- **Records provided**
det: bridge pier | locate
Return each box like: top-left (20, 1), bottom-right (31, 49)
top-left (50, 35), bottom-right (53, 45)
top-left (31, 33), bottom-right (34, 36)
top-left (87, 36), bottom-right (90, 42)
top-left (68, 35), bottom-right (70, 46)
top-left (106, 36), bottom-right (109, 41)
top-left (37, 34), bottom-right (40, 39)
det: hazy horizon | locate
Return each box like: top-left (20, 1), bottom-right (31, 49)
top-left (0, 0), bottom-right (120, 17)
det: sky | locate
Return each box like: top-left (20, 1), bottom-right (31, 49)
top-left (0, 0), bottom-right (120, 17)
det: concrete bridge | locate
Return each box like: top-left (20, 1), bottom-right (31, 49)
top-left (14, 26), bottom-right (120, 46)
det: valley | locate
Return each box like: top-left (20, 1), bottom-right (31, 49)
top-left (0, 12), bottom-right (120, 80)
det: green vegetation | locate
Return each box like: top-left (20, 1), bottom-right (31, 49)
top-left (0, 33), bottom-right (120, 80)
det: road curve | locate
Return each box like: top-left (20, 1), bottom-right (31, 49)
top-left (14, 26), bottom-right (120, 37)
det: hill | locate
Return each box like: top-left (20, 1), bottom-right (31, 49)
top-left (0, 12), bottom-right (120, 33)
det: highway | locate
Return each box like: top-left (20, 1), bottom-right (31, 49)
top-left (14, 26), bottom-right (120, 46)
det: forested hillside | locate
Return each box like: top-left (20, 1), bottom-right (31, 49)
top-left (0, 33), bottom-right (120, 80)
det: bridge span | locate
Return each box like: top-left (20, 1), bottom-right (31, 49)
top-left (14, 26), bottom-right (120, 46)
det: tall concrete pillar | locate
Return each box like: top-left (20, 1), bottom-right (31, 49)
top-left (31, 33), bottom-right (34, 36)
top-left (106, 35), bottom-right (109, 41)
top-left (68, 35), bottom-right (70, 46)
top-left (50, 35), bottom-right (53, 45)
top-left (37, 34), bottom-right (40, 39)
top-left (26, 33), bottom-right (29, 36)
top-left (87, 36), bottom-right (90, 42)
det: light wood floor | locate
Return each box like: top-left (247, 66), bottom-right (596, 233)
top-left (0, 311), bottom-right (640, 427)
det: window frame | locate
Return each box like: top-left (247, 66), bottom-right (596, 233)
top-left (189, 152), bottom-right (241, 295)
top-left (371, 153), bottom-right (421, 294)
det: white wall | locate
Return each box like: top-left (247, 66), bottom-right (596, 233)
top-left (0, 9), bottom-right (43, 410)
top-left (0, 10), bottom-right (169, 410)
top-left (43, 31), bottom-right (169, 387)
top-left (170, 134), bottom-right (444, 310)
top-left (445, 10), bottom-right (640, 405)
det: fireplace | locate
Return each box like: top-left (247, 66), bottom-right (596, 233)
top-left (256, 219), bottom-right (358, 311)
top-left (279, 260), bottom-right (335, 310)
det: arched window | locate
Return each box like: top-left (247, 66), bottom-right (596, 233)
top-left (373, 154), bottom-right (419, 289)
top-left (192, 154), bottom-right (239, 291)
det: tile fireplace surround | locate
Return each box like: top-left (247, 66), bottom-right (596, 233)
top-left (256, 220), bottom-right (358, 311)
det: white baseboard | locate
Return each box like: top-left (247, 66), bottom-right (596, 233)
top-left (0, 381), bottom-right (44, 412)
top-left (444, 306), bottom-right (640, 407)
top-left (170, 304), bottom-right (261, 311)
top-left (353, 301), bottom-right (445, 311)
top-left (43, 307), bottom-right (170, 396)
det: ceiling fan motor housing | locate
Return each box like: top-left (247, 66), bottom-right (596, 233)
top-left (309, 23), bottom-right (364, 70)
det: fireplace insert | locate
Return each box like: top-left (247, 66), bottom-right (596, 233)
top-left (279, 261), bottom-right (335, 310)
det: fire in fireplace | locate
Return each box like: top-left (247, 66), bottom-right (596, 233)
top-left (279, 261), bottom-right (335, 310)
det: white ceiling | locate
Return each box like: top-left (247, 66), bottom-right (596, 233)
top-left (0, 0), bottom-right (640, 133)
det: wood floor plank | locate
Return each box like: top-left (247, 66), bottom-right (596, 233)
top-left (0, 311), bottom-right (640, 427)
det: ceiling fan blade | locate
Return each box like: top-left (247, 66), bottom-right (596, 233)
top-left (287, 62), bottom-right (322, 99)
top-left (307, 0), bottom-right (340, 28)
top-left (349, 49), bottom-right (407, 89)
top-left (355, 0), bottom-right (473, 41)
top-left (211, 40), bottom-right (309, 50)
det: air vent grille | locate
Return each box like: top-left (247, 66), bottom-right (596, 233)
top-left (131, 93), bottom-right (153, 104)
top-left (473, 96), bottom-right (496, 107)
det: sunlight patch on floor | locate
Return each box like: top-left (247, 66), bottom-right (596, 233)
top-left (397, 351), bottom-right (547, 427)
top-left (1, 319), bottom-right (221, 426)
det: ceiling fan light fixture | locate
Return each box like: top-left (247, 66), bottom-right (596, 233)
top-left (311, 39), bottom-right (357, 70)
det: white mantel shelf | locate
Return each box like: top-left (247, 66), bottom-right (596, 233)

- **Written exercise**
Write out the whole listing exactly.

- **Complete answer**
det: bridge pier | locate
Return each box like: top-left (20, 1), bottom-right (31, 49)
top-left (50, 35), bottom-right (53, 45)
top-left (31, 33), bottom-right (34, 36)
top-left (87, 36), bottom-right (90, 42)
top-left (68, 35), bottom-right (70, 46)
top-left (106, 36), bottom-right (109, 41)
top-left (37, 34), bottom-right (40, 39)
det: hazy horizon | locate
Return each box like: top-left (20, 1), bottom-right (31, 49)
top-left (0, 0), bottom-right (120, 17)
det: sky | locate
Return each box like: top-left (20, 1), bottom-right (31, 49)
top-left (0, 0), bottom-right (120, 17)
det: concrete bridge | locate
Return each box like: top-left (20, 1), bottom-right (31, 49)
top-left (14, 26), bottom-right (120, 46)
det: valley | locate
Return each box like: top-left (20, 1), bottom-right (31, 49)
top-left (0, 12), bottom-right (120, 80)
det: green vegetation | locate
Return each box like: top-left (20, 1), bottom-right (31, 49)
top-left (0, 33), bottom-right (120, 80)
det: road curve | locate
Return each box like: top-left (20, 1), bottom-right (31, 49)
top-left (14, 26), bottom-right (120, 37)
det: hill | locate
Return each box like: top-left (20, 1), bottom-right (31, 49)
top-left (0, 12), bottom-right (120, 33)
det: highway | locate
Return each box like: top-left (20, 1), bottom-right (31, 49)
top-left (14, 26), bottom-right (120, 46)
det: forested hillside | locate
Return each box like: top-left (20, 1), bottom-right (31, 49)
top-left (0, 33), bottom-right (120, 80)
det: bridge span | locate
Return each box like: top-left (20, 1), bottom-right (31, 49)
top-left (14, 26), bottom-right (120, 46)
det: tall concrete pillar | locate
Return each box like: top-left (20, 1), bottom-right (31, 49)
top-left (31, 33), bottom-right (34, 36)
top-left (106, 35), bottom-right (109, 41)
top-left (68, 35), bottom-right (70, 46)
top-left (50, 35), bottom-right (53, 45)
top-left (37, 34), bottom-right (40, 39)
top-left (26, 33), bottom-right (29, 36)
top-left (87, 36), bottom-right (90, 42)
det: light wood floor | locate
Return each box like: top-left (247, 66), bottom-right (596, 233)
top-left (0, 311), bottom-right (640, 427)
det: window frame | locate
Return each box like: top-left (247, 66), bottom-right (596, 233)
top-left (189, 152), bottom-right (241, 295)
top-left (371, 153), bottom-right (421, 294)
det: white wall | locate
Return each box like: top-left (247, 66), bottom-right (596, 233)
top-left (0, 9), bottom-right (43, 410)
top-left (0, 10), bottom-right (169, 410)
top-left (43, 31), bottom-right (169, 387)
top-left (170, 134), bottom-right (444, 310)
top-left (445, 10), bottom-right (640, 405)
det: fireplace | locate
Return each box like: top-left (247, 66), bottom-right (596, 233)
top-left (256, 219), bottom-right (358, 311)
top-left (279, 260), bottom-right (335, 310)
det: arched window | locate
Return each box like: top-left (247, 66), bottom-right (596, 233)
top-left (373, 154), bottom-right (419, 289)
top-left (192, 154), bottom-right (239, 291)
det: tile fireplace surround | locate
Return each box like: top-left (247, 66), bottom-right (596, 233)
top-left (256, 220), bottom-right (358, 311)
det: white baseboard | locate
Return each box like: top-left (247, 66), bottom-right (596, 233)
top-left (0, 381), bottom-right (44, 412)
top-left (444, 306), bottom-right (640, 407)
top-left (170, 304), bottom-right (261, 311)
top-left (353, 301), bottom-right (445, 311)
top-left (43, 307), bottom-right (170, 396)
det: ceiling fan motor housing | locate
Return each box like: top-left (247, 66), bottom-right (596, 233)
top-left (309, 23), bottom-right (364, 70)
det: fireplace insert | locate
Return each box like: top-left (247, 66), bottom-right (596, 233)
top-left (279, 261), bottom-right (335, 310)
det: fire in fireplace | locate
Return each box like: top-left (247, 66), bottom-right (596, 233)
top-left (279, 261), bottom-right (335, 310)
det: white ceiling | locate
Return each box like: top-left (247, 66), bottom-right (596, 233)
top-left (0, 0), bottom-right (640, 133)
det: wood floor plank | locate
Return each box like: top-left (247, 66), bottom-right (596, 233)
top-left (0, 311), bottom-right (640, 427)
det: ceiling fan blade | locate
Return each box like: top-left (247, 66), bottom-right (596, 233)
top-left (287, 62), bottom-right (322, 99)
top-left (307, 0), bottom-right (340, 28)
top-left (349, 49), bottom-right (407, 89)
top-left (355, 0), bottom-right (473, 41)
top-left (211, 40), bottom-right (309, 50)
det: air vent grille | locate
Return each box like: top-left (247, 66), bottom-right (596, 233)
top-left (131, 93), bottom-right (153, 104)
top-left (473, 96), bottom-right (496, 107)
det: sunlight patch on floor | locate
Return each box like: top-left (247, 66), bottom-right (596, 233)
top-left (397, 351), bottom-right (547, 427)
top-left (1, 319), bottom-right (221, 426)
det: ceiling fan light fixture | locate
Return each box like: top-left (247, 66), bottom-right (596, 233)
top-left (311, 39), bottom-right (357, 70)
det: white mantel shelf | locate
Return each box like: top-left (247, 66), bottom-right (596, 233)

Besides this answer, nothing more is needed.